──────── Records supplied

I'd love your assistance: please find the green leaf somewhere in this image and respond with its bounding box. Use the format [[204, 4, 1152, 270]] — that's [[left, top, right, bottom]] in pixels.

────────────────
──────── Records supplied

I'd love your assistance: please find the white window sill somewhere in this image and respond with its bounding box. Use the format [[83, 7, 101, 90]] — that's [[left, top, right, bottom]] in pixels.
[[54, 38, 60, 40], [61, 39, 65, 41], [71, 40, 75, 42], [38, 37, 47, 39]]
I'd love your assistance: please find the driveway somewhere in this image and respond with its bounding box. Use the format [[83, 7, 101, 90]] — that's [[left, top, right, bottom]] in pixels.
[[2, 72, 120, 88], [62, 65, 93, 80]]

────────────────

Recast as a numbered list, omitting blank lines, the data starting at the line that contains "I'd love your assistance: please find the white" and ending at the line that contains "[[2, 72, 120, 88], [62, 65, 93, 80]]".

1. I'd love your assistance: please find the white window sill somewhere in this image and respond with its bounding box. Use the format [[83, 7, 101, 90]] — that's [[left, top, right, bottom]] in pixels.
2. [[54, 38, 60, 40], [61, 39, 65, 41], [71, 40, 75, 42], [38, 37, 47, 39]]
3. I'd love your assistance: please find the driveway somewhere in this image and respond with its bounding box. Use the format [[83, 7, 101, 90]] — that's [[left, top, right, bottom]] in pixels.
4. [[2, 72, 120, 88], [62, 65, 93, 80]]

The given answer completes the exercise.